Copy the message about Linux PID reuse below word for word, in full.

» Passage given:
------------------------

Pardon the subject line!  I think the PID algo. is actually pretty
good and cheap.


I just think that a very minor tweak could actually make it *actually* do
what it always intended to do (that is, satisfy the PID-AIM listed below)!
No expanded PID renumbering, no incompatibility introduction, nothing, just
a relatively *minor tweak*.


*** QUICK SUMMARY:


PROBLEM:  PID gets re-used immediately as soon as it is freed.

EXAMPLE: My program with PID 1323 uses temporary files that are of the form
PID-<something>. It finishes in two days By this time, linux has circled
PIDs back around five times. And, the counter happens to be right at 1323
right as the program finishes. As soon as the PID is freed, Linux thus
re-uses the PID 1323. A trash-cleaner program (I know, I know) gets
confused. 1323 exited uncleanly. The cleaner sees no 1323 running. It then
proceeds to delete the temp files. But, by that time, the kernel started
another 1323 which happens to use the very files. The cleaner ends up
deleting files for the wrong, running program!

------------------------

» Data rows:
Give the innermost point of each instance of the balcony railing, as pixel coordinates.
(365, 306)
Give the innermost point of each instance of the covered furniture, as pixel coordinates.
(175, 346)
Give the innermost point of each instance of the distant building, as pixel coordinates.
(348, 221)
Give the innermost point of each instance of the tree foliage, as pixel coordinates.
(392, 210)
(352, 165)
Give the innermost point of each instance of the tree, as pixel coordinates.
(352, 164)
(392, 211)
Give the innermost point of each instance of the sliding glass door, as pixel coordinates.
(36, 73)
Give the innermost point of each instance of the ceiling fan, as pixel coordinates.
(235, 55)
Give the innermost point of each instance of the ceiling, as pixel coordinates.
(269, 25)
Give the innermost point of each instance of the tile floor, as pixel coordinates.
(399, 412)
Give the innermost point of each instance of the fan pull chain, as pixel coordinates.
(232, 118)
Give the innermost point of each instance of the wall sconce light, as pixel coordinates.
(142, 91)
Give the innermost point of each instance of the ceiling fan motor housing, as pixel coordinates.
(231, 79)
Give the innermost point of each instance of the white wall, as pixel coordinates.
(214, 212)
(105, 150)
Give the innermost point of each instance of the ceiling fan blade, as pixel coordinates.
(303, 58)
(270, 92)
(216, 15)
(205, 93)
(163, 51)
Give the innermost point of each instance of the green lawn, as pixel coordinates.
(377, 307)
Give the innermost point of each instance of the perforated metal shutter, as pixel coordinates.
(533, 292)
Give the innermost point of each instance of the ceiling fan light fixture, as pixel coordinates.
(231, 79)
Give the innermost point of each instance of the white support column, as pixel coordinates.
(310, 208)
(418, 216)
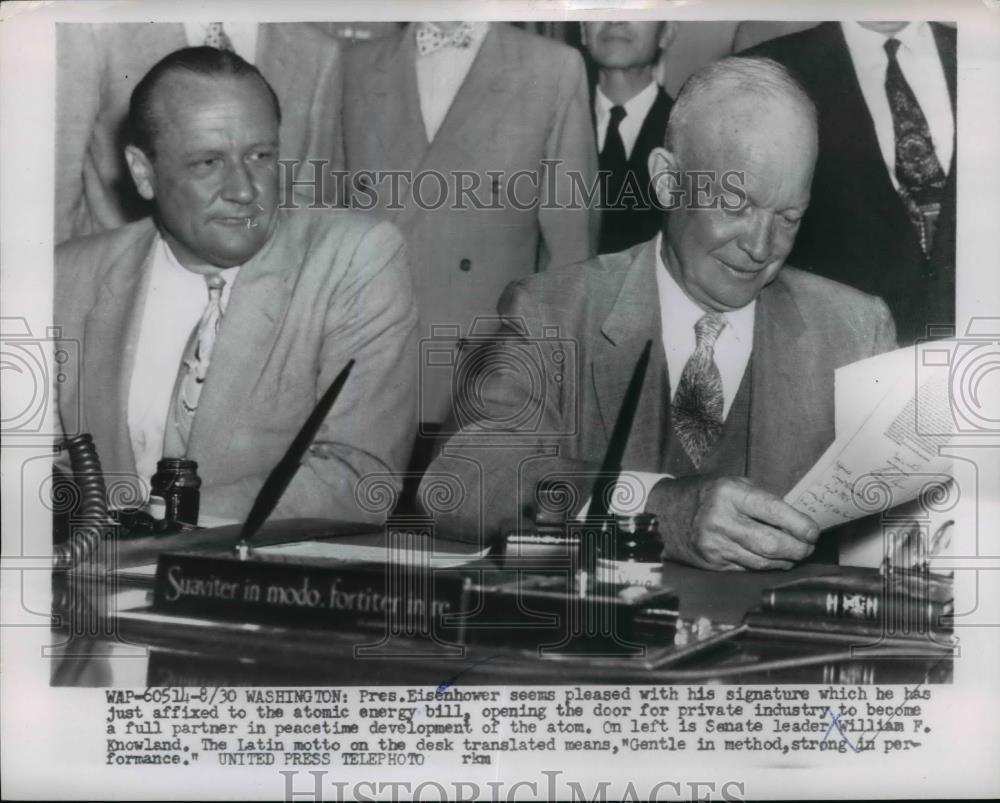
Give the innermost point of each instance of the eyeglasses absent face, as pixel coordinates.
(214, 175)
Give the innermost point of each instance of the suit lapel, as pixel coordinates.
(784, 389)
(110, 340)
(650, 134)
(633, 319)
(251, 324)
(396, 105)
(946, 41)
(273, 52)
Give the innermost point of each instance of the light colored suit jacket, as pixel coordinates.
(100, 64)
(523, 101)
(600, 315)
(328, 286)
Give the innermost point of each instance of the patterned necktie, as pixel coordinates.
(216, 37)
(431, 38)
(698, 402)
(918, 171)
(193, 370)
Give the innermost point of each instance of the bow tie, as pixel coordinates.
(431, 38)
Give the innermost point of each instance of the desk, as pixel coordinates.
(202, 652)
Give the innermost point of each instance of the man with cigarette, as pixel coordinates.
(737, 401)
(211, 330)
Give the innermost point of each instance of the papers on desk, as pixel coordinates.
(348, 553)
(893, 415)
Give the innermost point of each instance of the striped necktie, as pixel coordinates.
(918, 171)
(193, 372)
(698, 402)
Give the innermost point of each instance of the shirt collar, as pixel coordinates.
(636, 107)
(683, 313)
(174, 267)
(868, 46)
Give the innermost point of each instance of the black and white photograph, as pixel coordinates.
(563, 401)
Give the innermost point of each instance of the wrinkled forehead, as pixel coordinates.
(183, 95)
(734, 132)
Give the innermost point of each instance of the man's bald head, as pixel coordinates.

------------------------

» Full answer:
Pardon the subject line!  I think the PID algo. is actually pretty
good and cheap.


I just think that a very minor tweak could actually make it *actually* do
what it always intended to do (that is, satisfy the PID-AIM listed below)!
No expanded PID renumbering, no incompatibility introduction, nothing, just
a relatively *minor tweak*.


*** QUICK SUMMARY:


PROBLEM:  PID gets re-used immediately as soon as it is freed.

EXAMPLE: My program with PID 1323 uses temporary files that are of the form
PID-<something>. It finishes in two days By this time, linux has circled
PIDs back around five times. And, the counter happens to be right at 1323
right as the program finishes. As soon as the PID is freed, Linux thus
re-uses the PID 1323. A trash-cleaner program (I know, I know) gets
confused. 1323 exited uncleanly. The cleaner sees no 1323 running. It then
proceeds to delete the temp files. But, by that time, the kernel started
another 1323 which happens to use the very files. The cleaner ends up
deleting files for the wrong, running program!